[Stored data entries]

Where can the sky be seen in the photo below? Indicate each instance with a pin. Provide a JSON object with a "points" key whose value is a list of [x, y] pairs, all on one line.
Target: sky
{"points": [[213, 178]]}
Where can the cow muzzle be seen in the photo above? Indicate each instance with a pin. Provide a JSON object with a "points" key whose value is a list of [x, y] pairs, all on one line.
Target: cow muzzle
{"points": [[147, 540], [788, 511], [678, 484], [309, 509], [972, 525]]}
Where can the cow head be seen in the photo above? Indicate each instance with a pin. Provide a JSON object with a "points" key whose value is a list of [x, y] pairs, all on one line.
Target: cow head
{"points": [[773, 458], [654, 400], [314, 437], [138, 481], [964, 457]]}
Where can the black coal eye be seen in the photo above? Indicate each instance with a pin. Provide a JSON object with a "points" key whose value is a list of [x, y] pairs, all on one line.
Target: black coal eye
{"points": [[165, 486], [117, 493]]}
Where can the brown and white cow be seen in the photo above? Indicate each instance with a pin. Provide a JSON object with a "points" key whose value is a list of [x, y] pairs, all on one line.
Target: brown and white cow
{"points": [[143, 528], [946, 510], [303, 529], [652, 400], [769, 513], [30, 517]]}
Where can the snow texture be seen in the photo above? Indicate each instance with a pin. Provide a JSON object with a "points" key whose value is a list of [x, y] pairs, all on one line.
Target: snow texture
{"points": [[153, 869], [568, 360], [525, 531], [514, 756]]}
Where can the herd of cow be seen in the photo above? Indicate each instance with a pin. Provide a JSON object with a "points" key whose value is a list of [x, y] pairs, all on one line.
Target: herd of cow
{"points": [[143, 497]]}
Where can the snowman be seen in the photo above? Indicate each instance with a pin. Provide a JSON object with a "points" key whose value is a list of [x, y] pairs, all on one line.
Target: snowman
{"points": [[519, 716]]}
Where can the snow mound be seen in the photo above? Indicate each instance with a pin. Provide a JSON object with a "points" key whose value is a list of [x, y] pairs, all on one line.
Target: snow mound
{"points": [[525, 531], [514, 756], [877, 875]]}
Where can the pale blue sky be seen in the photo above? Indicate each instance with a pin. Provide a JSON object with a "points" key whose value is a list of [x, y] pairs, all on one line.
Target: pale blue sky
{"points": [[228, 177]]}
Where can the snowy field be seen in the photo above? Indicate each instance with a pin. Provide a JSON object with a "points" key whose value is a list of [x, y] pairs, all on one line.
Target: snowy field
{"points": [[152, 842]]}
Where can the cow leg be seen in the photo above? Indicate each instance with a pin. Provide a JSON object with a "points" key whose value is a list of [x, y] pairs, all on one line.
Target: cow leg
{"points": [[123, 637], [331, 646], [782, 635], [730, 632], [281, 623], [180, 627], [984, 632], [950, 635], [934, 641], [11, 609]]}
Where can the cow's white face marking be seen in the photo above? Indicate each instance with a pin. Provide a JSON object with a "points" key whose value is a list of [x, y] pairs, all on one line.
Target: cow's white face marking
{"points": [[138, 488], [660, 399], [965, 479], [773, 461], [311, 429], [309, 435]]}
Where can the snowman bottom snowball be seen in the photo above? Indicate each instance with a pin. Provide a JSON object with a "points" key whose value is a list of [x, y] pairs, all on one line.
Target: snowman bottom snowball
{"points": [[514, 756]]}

◆ Work to complete ◆
Print all of the entries exactly as they appear.

◆ Task result ◆
Where can the sky be seen in the photo below? Indicate each instance with a pin. Provide a JSON object with a "points" key whose value is a list of [x, y] pairs, all on one line.
Target: sky
{"points": [[213, 178]]}
Where can the cow muzzle be seen in the photo above? Indicate each instance with a pin. Provide a JSON object with a "points" key whose value is a list of [x, y] pairs, all on one line.
Target: cow muzzle
{"points": [[147, 540], [788, 511], [678, 484], [309, 509], [972, 525]]}
Where can the cow head be seen in the photo above? Indicate each instance with a pin. Provide a JSON object with a "points" key whose value is a list of [x, y] pairs, all on one line.
Target: cow head
{"points": [[773, 458], [654, 400], [314, 437], [138, 481], [964, 457]]}
Where can the black coal eye be seen in the photo above? Indicate each instance with a pin. Provide a JSON object with a "points" key whose value is a list of [x, y] pairs, all on one line.
Target: black coal eye
{"points": [[165, 486], [117, 493]]}
Where can the brown and white cow be seen in the photo above? Indicate each instance with a pin. Provide a JSON object with a "points" key whose value is a list of [x, y] pairs, all on one line.
Target: brown and white cow
{"points": [[143, 528], [946, 510], [303, 529], [652, 400], [769, 513], [30, 517]]}
Where can the snow texture be seen in the photo above? Indicate each instance with a pin. Provide a JSON object with a "points" key whose value is a list of [x, y] pairs, all on one line.
Target: snow texture
{"points": [[153, 869], [568, 360], [525, 531], [514, 756]]}
Where can the herd of cow be seen in the photo above? Indicate each instance with a pin. Provide a JSON object with a "points" key whose value is a list of [x, y] pairs, all on one line.
Target: herd of cow
{"points": [[143, 497]]}
Where can the snowman be seen in the photo above? Indicate each instance with a pin. Provide a JSON object with a "points" key whose value is a list of [x, y] pairs, all on one line.
Target: snowman
{"points": [[519, 716]]}
Where can the snow mound be seen in the photo above? Indicate each instance with a pin. Provide a JSON object with a "points" key whose value is a list of [x, y] pairs, all on one line.
Target: snow mound
{"points": [[525, 531], [514, 756], [877, 875]]}
Where can the pale blue sky be seen in the photo above? Indicate each instance with a pin. Provide a JSON object with a "points" key whose value is a list of [x, y] pairs, all on one line.
Target: pale blue sky
{"points": [[228, 177]]}
Where can the snowy field be seen in the photo above? Indicate each instance with a pin. Provide a JSON object with a "points" key whose value is a list of [x, y] pairs, all on one line.
Target: snowy field
{"points": [[152, 842]]}
Where can the cow leg be seen in the photo above? Indicate each instance with a pin. Provide a JSON object with a "points" key whose value is a list of [x, y] pairs, all on one line.
Target: cow leg
{"points": [[123, 637], [331, 646], [782, 635], [730, 632], [281, 623], [180, 627], [984, 632], [950, 635], [934, 641], [11, 609]]}
Where can the cow's white face marking be seen in the photo above? Indicate each instance with a pin. Provide a JSON object with a "points" key whose value is a list of [x, y] pairs, all on one line.
Target: cow's white face marking
{"points": [[138, 488], [660, 399], [965, 479], [773, 461], [311, 429], [309, 435]]}
Where can the snowman bottom snowball be seen in the photo above? Indicate each instance with a pin. Provide a JSON object with a "points" key whose value is a list of [x, y] pairs, all on one line.
Target: snowman bottom snowball
{"points": [[514, 756]]}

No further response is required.